## PROBLEM REQUIREMENTS
List every line of the items below that contains the word "utility", matching case exactly.
-=-=-
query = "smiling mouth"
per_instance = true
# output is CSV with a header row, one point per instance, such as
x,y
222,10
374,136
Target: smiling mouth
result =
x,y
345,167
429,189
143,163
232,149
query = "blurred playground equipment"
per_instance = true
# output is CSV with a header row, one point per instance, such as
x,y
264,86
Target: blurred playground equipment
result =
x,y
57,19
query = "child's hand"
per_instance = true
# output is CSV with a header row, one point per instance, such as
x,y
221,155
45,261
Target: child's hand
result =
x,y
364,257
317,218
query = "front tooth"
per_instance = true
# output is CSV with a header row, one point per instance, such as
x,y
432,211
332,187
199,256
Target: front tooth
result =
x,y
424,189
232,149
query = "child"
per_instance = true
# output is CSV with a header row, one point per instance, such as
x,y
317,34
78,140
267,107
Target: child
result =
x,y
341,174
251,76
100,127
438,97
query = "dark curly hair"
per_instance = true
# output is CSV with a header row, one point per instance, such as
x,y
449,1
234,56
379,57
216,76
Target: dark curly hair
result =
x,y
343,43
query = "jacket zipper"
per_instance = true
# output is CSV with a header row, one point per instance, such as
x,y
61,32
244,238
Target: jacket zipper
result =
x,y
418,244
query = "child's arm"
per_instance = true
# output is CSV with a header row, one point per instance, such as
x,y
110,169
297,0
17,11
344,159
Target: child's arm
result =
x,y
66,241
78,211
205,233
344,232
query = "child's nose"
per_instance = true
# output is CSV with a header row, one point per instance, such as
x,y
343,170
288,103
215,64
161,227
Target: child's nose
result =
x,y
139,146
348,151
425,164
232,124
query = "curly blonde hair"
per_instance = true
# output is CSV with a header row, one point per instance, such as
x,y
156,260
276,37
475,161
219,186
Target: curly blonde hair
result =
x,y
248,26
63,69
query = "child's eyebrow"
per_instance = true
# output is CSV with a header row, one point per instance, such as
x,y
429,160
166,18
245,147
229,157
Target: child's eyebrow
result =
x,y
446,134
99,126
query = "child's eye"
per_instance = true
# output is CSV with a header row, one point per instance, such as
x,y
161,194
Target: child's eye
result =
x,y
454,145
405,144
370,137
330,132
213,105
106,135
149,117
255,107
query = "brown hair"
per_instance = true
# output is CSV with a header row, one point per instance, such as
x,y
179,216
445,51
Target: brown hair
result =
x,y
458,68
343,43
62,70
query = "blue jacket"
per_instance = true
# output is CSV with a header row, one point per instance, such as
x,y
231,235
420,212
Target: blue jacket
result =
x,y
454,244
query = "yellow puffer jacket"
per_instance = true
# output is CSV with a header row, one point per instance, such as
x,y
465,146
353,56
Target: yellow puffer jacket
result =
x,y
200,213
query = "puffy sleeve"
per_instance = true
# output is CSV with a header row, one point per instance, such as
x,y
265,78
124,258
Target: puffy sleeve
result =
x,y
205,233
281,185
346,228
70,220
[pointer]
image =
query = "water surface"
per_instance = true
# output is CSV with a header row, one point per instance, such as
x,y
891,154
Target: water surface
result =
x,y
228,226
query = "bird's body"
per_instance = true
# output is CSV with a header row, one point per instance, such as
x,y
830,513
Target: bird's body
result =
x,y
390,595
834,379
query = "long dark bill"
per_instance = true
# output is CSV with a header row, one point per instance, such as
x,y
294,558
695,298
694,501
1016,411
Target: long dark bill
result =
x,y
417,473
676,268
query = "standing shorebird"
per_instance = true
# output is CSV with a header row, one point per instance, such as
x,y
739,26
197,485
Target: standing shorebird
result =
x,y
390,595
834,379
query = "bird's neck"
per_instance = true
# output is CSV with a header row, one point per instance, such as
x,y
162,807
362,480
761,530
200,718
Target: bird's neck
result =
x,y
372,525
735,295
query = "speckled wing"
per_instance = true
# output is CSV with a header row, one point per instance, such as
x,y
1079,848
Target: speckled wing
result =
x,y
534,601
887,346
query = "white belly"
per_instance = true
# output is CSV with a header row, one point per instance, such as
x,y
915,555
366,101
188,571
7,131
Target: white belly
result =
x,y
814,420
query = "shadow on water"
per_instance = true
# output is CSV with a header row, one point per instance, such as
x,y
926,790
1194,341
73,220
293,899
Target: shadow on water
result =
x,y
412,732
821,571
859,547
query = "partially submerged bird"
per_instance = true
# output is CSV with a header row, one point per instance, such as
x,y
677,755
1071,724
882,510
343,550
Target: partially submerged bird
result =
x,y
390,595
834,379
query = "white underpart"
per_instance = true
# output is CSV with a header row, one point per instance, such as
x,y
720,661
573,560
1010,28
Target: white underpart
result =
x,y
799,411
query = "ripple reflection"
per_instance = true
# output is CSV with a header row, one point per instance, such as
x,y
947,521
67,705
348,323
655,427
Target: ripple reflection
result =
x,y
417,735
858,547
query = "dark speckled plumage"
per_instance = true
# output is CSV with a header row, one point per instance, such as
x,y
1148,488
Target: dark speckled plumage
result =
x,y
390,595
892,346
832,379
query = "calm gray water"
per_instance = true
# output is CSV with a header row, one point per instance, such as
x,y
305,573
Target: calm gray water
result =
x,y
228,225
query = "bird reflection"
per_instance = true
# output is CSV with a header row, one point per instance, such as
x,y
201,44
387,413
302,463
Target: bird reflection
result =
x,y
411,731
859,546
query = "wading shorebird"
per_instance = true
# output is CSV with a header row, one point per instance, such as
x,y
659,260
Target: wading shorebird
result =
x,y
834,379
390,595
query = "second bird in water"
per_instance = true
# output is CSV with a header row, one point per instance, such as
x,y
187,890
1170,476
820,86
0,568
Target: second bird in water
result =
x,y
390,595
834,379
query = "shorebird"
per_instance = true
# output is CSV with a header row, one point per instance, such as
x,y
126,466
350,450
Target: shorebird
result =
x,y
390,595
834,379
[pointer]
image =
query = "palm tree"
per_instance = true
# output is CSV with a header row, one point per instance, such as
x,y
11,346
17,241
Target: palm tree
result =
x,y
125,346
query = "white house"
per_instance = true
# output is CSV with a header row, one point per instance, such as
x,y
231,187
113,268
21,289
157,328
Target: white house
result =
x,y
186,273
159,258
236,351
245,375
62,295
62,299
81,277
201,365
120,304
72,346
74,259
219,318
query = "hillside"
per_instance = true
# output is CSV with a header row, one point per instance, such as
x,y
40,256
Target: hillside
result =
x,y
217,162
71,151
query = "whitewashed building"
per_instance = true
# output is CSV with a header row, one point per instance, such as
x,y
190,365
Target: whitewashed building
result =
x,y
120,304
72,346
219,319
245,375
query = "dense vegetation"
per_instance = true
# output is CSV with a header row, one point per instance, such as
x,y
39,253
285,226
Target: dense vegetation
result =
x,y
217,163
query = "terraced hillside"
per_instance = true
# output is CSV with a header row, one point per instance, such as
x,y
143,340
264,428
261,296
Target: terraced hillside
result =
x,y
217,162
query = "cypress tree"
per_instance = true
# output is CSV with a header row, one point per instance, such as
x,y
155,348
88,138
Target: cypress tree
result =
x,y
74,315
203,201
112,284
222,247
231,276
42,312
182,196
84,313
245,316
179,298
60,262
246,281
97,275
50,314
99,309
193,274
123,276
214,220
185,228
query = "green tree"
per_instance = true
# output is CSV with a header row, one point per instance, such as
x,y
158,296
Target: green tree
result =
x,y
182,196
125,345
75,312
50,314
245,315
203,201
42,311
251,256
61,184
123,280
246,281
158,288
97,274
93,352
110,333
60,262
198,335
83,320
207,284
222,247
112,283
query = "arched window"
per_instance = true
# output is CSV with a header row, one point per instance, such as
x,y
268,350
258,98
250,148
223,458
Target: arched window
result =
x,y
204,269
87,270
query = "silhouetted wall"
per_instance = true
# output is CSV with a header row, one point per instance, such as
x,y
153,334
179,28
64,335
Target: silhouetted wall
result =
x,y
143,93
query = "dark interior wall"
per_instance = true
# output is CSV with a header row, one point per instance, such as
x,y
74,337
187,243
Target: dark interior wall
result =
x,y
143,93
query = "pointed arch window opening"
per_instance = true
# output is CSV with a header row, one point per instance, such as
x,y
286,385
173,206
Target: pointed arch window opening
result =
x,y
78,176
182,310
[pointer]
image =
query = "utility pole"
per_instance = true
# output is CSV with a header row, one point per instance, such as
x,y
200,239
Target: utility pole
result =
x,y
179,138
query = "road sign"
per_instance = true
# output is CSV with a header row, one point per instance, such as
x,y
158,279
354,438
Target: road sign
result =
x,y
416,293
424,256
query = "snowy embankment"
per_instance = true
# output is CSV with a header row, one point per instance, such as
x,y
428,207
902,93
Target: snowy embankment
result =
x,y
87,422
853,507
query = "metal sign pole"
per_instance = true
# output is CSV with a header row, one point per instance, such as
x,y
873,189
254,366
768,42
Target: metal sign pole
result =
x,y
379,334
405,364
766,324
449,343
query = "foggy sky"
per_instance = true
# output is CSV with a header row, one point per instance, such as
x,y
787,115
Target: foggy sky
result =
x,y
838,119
-=-=-
## FINAL RESULT
query = "utility pole"
Target: utility pole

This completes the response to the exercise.